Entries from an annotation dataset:
#####
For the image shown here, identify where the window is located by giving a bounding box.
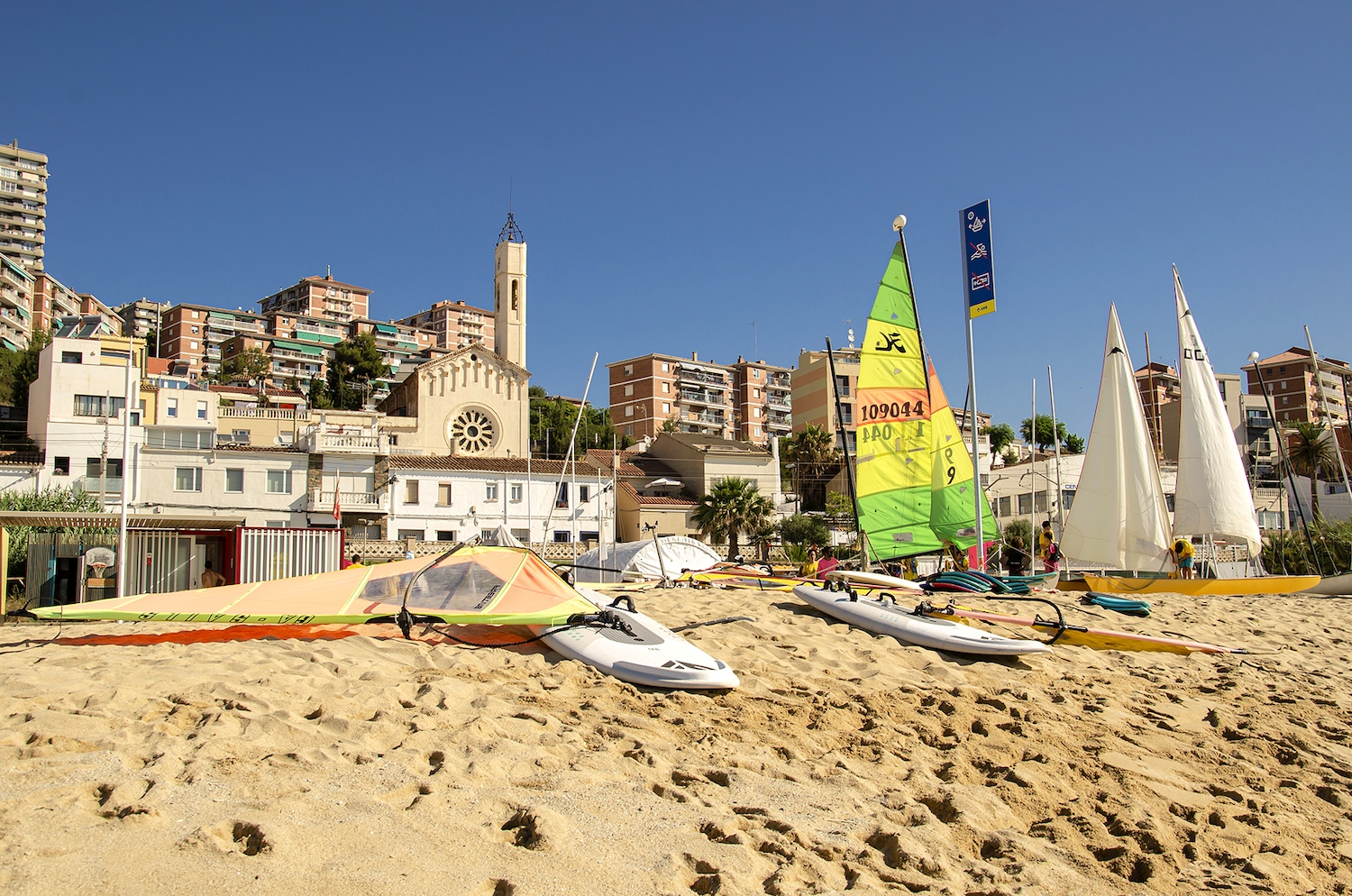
[173,466,202,492]
[268,471,291,495]
[75,395,127,416]
[146,430,216,449]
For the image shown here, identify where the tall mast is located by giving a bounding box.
[827,336,868,571]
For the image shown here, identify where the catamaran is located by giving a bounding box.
[1062,268,1319,595]
[794,217,1048,655]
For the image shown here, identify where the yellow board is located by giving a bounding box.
[1084,573,1320,595]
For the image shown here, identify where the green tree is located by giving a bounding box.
[216,349,272,382]
[0,487,103,586]
[691,477,775,558]
[779,514,832,547]
[327,333,389,411]
[827,492,854,527]
[1283,422,1338,522]
[1019,414,1065,449]
[530,385,635,458]
[983,423,1014,454]
[787,425,841,509]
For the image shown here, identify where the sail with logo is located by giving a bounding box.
[856,233,943,560]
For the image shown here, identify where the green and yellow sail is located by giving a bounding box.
[854,238,941,560]
[929,362,1000,547]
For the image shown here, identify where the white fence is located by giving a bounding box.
[240,527,343,582]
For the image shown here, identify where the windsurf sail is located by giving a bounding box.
[1174,268,1263,555]
[1062,306,1170,571]
[929,362,1000,547]
[854,236,941,560]
[32,546,597,626]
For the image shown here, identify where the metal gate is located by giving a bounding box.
[237,527,343,582]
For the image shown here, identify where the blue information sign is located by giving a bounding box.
[960,198,995,319]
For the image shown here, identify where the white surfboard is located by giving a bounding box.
[794,585,1052,657]
[822,569,925,593]
[532,588,741,690]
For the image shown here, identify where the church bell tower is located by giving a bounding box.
[494,212,526,368]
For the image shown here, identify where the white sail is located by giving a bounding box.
[1062,306,1170,571]
[1174,268,1263,554]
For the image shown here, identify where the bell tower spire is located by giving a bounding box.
[494,211,526,368]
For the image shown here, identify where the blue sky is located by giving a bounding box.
[0,3,1352,434]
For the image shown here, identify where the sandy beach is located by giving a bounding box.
[0,590,1352,896]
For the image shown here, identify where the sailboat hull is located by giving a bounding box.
[1084,573,1320,595]
[1301,573,1352,598]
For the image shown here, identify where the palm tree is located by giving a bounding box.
[692,477,775,560]
[1286,422,1338,520]
[787,425,841,508]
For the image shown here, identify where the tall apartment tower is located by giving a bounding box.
[494,212,526,368]
[0,141,48,270]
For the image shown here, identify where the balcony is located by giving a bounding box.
[221,407,297,420]
[679,389,727,407]
[300,430,389,454]
[676,369,727,389]
[307,488,383,512]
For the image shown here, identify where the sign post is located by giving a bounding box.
[959,198,995,571]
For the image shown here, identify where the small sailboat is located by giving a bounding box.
[1062,268,1319,595]
[794,219,1049,655]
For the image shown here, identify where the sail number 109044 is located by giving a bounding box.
[860,401,925,426]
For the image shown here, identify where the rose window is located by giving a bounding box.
[451,409,494,454]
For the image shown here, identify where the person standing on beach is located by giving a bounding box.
[1170,538,1192,579]
[199,560,226,588]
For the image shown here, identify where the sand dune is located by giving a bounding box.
[0,590,1352,896]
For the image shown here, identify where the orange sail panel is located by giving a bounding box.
[34,546,597,626]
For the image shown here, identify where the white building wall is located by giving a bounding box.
[388,468,616,544]
[141,449,308,527]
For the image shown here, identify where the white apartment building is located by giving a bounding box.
[138,445,310,528]
[29,336,145,507]
[389,454,616,544]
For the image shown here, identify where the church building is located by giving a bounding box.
[380,212,530,458]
#####
Print all the records again exactly; do not include any picture.

For the image shown here, identify where the window is located by giving a bounding box.
[173,466,202,492]
[268,471,291,495]
[75,395,127,416]
[146,430,216,449]
For the image shown here, identify where the tall mast is located by giving a bounding box.
[827,336,868,571]
For the image shown here, identify where the catamaran is located by giving a bounding box.
[1062,268,1319,595]
[794,217,1048,655]
For the image shown here, identify where the yellow board is located by giving a bounding box.
[1084,573,1320,595]
For the image shown here, identify where the green tree is located by giving a bounding box.
[216,349,272,382]
[0,487,103,586]
[691,477,775,558]
[779,514,832,547]
[327,333,389,411]
[827,492,854,527]
[1283,422,1338,522]
[1019,414,1065,449]
[530,385,635,458]
[983,423,1014,454]
[787,425,841,509]
For the image shown here, identify where the sail with logo is located by giving a bounding box.
[856,233,943,560]
For the image shown here, identify where the green and yellow sail is located by giving a bounding box.
[854,238,941,560]
[929,362,1000,547]
For the image shown here, identify where the white fence is located by giving a bounding box.
[240,527,343,582]
For the image shown here, identify where the windsurf sail is located by giving a bounding box.
[1174,268,1263,555]
[1062,306,1170,571]
[929,362,1000,547]
[854,236,941,560]
[32,546,597,626]
For the image shown here, identify where the metal gate is located by giving a bounding box.
[237,527,343,582]
For the image shown here, identify where the blue information sign is located by giving a bounding box.
[960,198,995,319]
For the image shown here, identify where the white surfboard is located by giving a bounding box.
[794,585,1052,657]
[822,569,925,593]
[532,588,741,690]
For the image shown here, identify where the church bell tower is located by giving a bounding box.
[494,212,526,368]
For the image shown here, identify where the white sail is located by giving a bounding box.
[1062,306,1170,571]
[1174,268,1263,554]
For the image shown here, identify where the bell tower spire is located by giving a bounding box.
[494,211,526,368]
For the image shown here, identify where the blue sky is located by giving a bounding box.
[0,3,1352,434]
For the image shown here, identify where the sandy beach is located by giving a bounding box.
[0,590,1352,896]
For the image shown here, identify where the sailboat hull is located by giving a bounding box.
[1084,573,1320,595]
[1301,573,1352,598]
For the image shown here, identify where the palm tree is located by giving a bounding box.
[692,477,775,560]
[1286,422,1338,520]
[787,425,841,508]
For the image shown here, identify where the tall apartment tower is located by giving a bounding box.
[494,212,526,368]
[0,141,48,270]
For the image shown here, identify where the balcony is located by giving a bounding box.
[221,407,297,420]
[679,389,727,407]
[300,430,389,454]
[676,369,727,389]
[307,488,383,512]
For the image shown here, identify where the sign post is located by giving a bounding box.
[959,198,995,571]
For the image shown here, identify where the small sailboat is located by giving a bounding box.
[1062,268,1319,595]
[794,219,1049,655]
For the image shown here, identify where the sail number 109044 is located by giving a bounding box.
[860,401,925,426]
For the image shown here, identify where the rose window is located by giving a bounding box.
[451,409,494,454]
For the image shown here, identify where the person standing on beach is located by giving a bounding box.
[1170,538,1192,579]
[199,560,226,588]
For the image shown here, identify where the sand dune is located by giving a bounding box.
[0,590,1352,896]
For the image shown here, identify where the orange sail panel is located by giving a bounding box.
[34,546,597,626]
For the image shown here, identify where the white building wall is located by giving a bounding box.
[388,468,616,544]
[141,449,308,527]
For the image shown here, identify where the white apartment building is located by giving a bounding box.
[138,445,310,528]
[29,336,145,507]
[389,454,616,544]
For the image shown here, identify where the church building is located by giving a bounding box.
[380,212,530,458]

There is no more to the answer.